Saved entries:

--

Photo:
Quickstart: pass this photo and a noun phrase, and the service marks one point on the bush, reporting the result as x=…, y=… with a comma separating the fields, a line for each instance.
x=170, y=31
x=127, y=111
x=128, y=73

--

Goal:
Extract the full listing above without alteration.

Written solution:
Photo:
Quickstart: pass this photo and a noun phrase, and the service marks one point on the bush, reporting the result as x=…, y=… with a comma separating the fields, a line for each instance.
x=170, y=31
x=127, y=111
x=128, y=73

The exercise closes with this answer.